**Texto mostrado:**
○ ○ ○ ○ ○

La noticia está en la línea de una
conversación, recogida por Fabrice Hadjadj
en uno de sus libros [“Tenga usted éxito con su muerte”], con una chica que
quiere abortar que, tiene el mismo trasfondo compasivo que el anterior, y que
es muy ilustrativa:
“–Yo
sería para él una madre demasiado mala, estaría resentida con él por haberme
estropeado los estudios, me avergonzaría de estar resentida con él…prefiero
sufrir yo en lugar de verlo sufrir a él. No quiero que sufra por no haber sido
deseado. No quiero que sufra por mis reproches durante toda su vida.”
“–
Podrías - replica mi mujer - dar en adopción a ese hijo, podría ser feliz en otra familia.”
“–
De ninguna manera ¿Lo iba a llevar en mí nueve meses para darlo después? ¿Qué clase
de madre sería? Saber que a mi hijo lo educan otros, ¡sería insoportable! Y
pensando en él, ser adoptado no sería bueno para su equilibrio psíquico.”
Confiesa el autor que se quedaron
sin habla ante tanta solicitud, como me quedé yo ante la muerte de un inocente
para evitarle una hipotética discriminación y un futuro trauma infantil, y es
que en esta “sociedad del crimen perfecto” ya no es necesario que un tirano imponga
la muerte de los “imperfectos” por mor de una raza superior, lo hacemos
nosotros solos, con nuestros propios hijos, por altruismo, por compasión, para
evitarles sufrir. Como en “Arsénico por compasión”, una comedia disparatada en
la que dos encantadoras ancianitas se dedican a acabar a base de arsénico con
la vida de hombres solteros para evitar que sufran de soledad, a fuerza de ser
caritativos y humanitarios hay a quien no le importa acabar con la vida de otro
para evitar que sufra, como si la vida de quien tal cosa dispone estuviera
libre de sufrimientos, y dan un paso voluntario al frente dispuestos a llevar
sobre sí tal carga con tal de evitársela a su propio hijo.

○ ○ ○ ○ ○

**Líneas mostradas:**
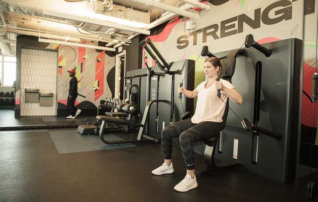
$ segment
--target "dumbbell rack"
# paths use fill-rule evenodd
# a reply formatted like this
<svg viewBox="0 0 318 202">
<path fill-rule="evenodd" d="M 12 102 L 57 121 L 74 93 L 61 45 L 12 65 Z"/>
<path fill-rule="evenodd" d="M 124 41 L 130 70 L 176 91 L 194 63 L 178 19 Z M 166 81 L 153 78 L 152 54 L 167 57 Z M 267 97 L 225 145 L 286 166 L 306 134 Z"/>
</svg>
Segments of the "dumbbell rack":
<svg viewBox="0 0 318 202">
<path fill-rule="evenodd" d="M 14 99 L 14 95 L 12 93 L 13 92 L 12 91 L 11 93 L 8 92 L 4 93 L 0 93 L 0 109 L 14 109 L 16 101 Z M 8 100 L 9 102 L 6 101 L 6 100 Z"/>
</svg>

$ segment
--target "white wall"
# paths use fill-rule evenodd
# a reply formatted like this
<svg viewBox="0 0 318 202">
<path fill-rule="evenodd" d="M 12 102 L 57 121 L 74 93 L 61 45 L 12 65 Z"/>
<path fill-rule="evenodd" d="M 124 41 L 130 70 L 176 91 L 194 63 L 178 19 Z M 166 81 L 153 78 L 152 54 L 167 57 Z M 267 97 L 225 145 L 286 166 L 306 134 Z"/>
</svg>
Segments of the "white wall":
<svg viewBox="0 0 318 202">
<path fill-rule="evenodd" d="M 58 53 L 22 49 L 21 55 L 20 116 L 56 116 Z M 25 103 L 24 89 L 37 88 L 40 93 L 53 93 L 53 105 Z"/>
</svg>

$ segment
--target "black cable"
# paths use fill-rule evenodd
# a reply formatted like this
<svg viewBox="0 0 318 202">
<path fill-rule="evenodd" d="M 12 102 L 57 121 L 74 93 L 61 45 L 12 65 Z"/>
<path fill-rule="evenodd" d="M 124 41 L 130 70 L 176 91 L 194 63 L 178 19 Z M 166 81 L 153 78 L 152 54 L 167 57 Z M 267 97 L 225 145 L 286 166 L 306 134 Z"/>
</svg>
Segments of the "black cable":
<svg viewBox="0 0 318 202">
<path fill-rule="evenodd" d="M 229 109 L 230 109 L 231 110 L 231 111 L 232 111 L 232 112 L 234 113 L 234 114 L 236 115 L 236 116 L 238 117 L 238 119 L 239 119 L 239 121 L 241 121 L 242 120 L 242 118 L 240 118 L 239 117 L 238 117 L 238 116 L 237 114 L 236 114 L 236 113 L 235 112 L 234 112 L 234 111 L 233 110 L 232 110 L 232 109 L 231 109 L 231 107 L 230 107 L 230 106 L 229 106 L 229 105 L 226 103 L 226 102 L 225 102 L 223 100 L 222 100 L 222 99 L 221 99 L 221 98 L 219 98 L 220 99 L 221 99 L 221 100 L 222 101 L 223 101 L 224 103 L 225 103 L 225 105 L 226 105 L 226 106 L 227 106 L 229 107 Z M 229 98 L 228 98 L 228 99 L 229 99 Z"/>
<path fill-rule="evenodd" d="M 316 31 L 316 64 L 315 64 L 315 72 L 317 72 L 317 46 L 318 46 L 318 16 L 317 16 L 317 29 Z M 313 106 L 314 106 L 314 117 L 313 118 L 313 128 L 314 128 L 314 126 L 315 125 L 315 110 L 316 110 L 316 104 L 315 103 L 313 103 Z M 313 146 L 314 144 L 314 136 L 315 136 L 315 134 L 314 133 L 314 129 L 313 129 L 312 132 L 312 142 L 311 142 L 311 148 L 310 149 L 310 176 L 309 178 L 310 179 L 310 181 L 312 181 L 312 159 L 313 159 Z"/>
<path fill-rule="evenodd" d="M 194 67 L 194 66 L 195 66 L 196 63 L 197 63 L 197 61 L 198 61 L 198 59 L 199 58 L 199 57 L 200 57 L 200 55 L 199 55 L 199 56 L 198 56 L 198 57 L 197 58 L 197 59 L 196 59 L 196 61 L 195 61 L 194 63 L 193 64 L 193 65 L 192 65 L 192 66 L 191 66 L 191 67 L 190 68 L 190 69 L 189 69 L 189 70 L 188 70 L 188 72 L 187 72 L 187 74 L 185 75 L 185 76 L 184 76 L 184 78 L 183 78 L 183 79 L 182 80 L 182 81 L 181 81 L 181 82 L 180 82 L 180 83 L 182 83 L 182 82 L 183 82 L 183 80 L 184 80 L 185 79 L 185 78 L 187 77 L 187 76 L 188 76 L 188 74 L 190 72 L 190 71 L 191 70 L 191 69 L 192 68 L 192 67 Z M 185 113 L 185 110 L 184 110 L 184 107 L 183 107 L 183 104 L 182 103 L 182 101 L 181 101 L 181 99 L 179 99 L 179 100 L 180 101 L 180 102 L 181 102 L 181 106 L 182 106 L 182 109 L 183 110 L 183 113 Z"/>
</svg>

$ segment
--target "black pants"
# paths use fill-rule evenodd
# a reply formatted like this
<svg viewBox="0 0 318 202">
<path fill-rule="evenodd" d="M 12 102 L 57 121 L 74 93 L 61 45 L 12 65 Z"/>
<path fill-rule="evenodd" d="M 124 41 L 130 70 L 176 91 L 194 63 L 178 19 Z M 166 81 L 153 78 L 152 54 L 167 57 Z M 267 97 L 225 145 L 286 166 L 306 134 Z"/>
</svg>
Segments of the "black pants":
<svg viewBox="0 0 318 202">
<path fill-rule="evenodd" d="M 73 96 L 71 99 L 70 99 L 70 107 L 71 107 L 71 115 L 73 117 L 75 116 L 76 114 L 76 111 L 77 111 L 77 108 L 74 106 L 75 105 L 75 101 L 76 100 L 76 98 L 77 96 Z"/>
<path fill-rule="evenodd" d="M 167 126 L 161 131 L 164 159 L 171 159 L 172 139 L 179 136 L 187 169 L 194 169 L 194 150 L 192 143 L 218 135 L 221 125 L 221 123 L 212 121 L 192 123 L 191 119 L 188 118 Z"/>
</svg>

○ ○ ○ ○ ○

**Enunciado:** Escribe la continuación del texto sobre el aborto por compasión, a partir de su última oración. Las líneas no intervienen en este ejercicio.

**Respuesta esperada:**
Por supuesto habrá quien elimine a
esos seres humanos por padecer real o presuntamente el Síndrome de Down, o
cualquier otra afección o discapacidad, porque no son el producto perfecto y
acabado que querían para sí, o simplemente por tener uno u otro sexo, como se
ha defendido en Gran Bretaña desde un planteamiento que, hay que reconocer, es
plenamente coherente con los postulados pro-choice: «Si las mujeres no son felices con el sexo de
los hijos, pueden abortar (…). O aceptamos hasta el fondo cada elección de la
madre, o no lo hacemos…No puedes ser pro choice, salvo cuando la elección no te
gusta»; pero no, no me refiero
ahora a quienes esgrimen este tipo de razones, sino a aquellos que sustentan su
decisión en una virtud humana y cristiana tan maravillosa como es la compasión,
una virtud que nace del amor al otro.
Decía Chesterton (Ortodoxia,
Capt. III), que “la gente de hoy no es perversa;
en cierto sentido aun pudiera decirse que es demasiado buena: está llena de
absurdas virtudes supervivientes. Cuando alguna teoría religiosa es sacudida,
como lo fue el cristianismo en la reforma, no solo los vicios quedan sueltos.
Claro que los vicios quedan sueltos y vagan causando daños por todas partes;
pero también quedan sueltas las virtudes, y estas vagan con mayor desorden y
causan todavía mayores daños. Pudiéramos decir que el mundo moderno está
poblado por las viejas virtudes cristianas que se han vuelto locas. Y se han
vuelo locas, de sentirse aisladas y de verse vagando solas.”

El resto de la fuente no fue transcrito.